TEXT EXTRACT:

On the Money

Time for some pensions housekeeping

Barry Kerr

Reporter:

Barry Kerr

Email:

barry@wealthwise.ie

Time for some pensions housekeeping

The Irish Association of Pension Funds (IAPF) estimates that there are €500 million worth of unclaimed pensions in Ireland

While recently helping a client draw down their pension benefits at retirement we discovered the client had six different pension policies in total (four they were aware of and two they had totally forgotten about).
The person in question had changed employment numerous times during their working life and weren’t aware of the pensions they had left behind in some cases.
With the economy picking up again, the workforce is now more mobile, the idea of a “job for life” is a thing of the past, it’s now quite common for people to move jobs numerous times throughout the course of their career. This can create its own problems when it comes to pensions, it can often be difficult to locate exactly where various bits of pension savings are – and this issue is further exacerbated for those who have lived and worked abroad.
These forgotten or misplaced pension funds can result in people missing out on pension savings that could make a big difference to their standard of living. The Irish Association of Pension Funds (IAPF) estimates that there are €500 million worth of unclaimed pensions in Ireland. Other estimates put the value as high as €1 billion!

One of the most common mistakes people make is believing that tracing a pension from a previous employer is simply not worth the effort


The UK has a national pension tracing scheme however no such scheme exists in Ireland yet. In response to a Dail question in Feb 2019 Minister Regina Doherty indicated her department are currently working on setting up a scheme for when “the administrator of a pension scheme or a life company is unable to trace a member using their own resources they can use the Department of Social Protections resources”.
One of the most common mistakes people make is believing that tracing a pension from a previous employer is simply not worth the effort. This can often be a costly mistake to make. If you and your employer have paid into a pension for even just a few years, depending on when that pension was started, significant sums may have accrued over the years.
What should you do in relation to your own pension policies to ensure you don't lose out on any pension savings accumulated over your working life?

PROVIDED MATERIAL:
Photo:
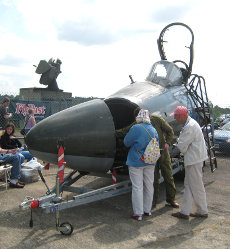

GIVEN TASK:
In the pensions article, how many pension policies did the client have in total, and how many had they forgotten about?

REPLY:
Six in total, two of which they had forgotten about.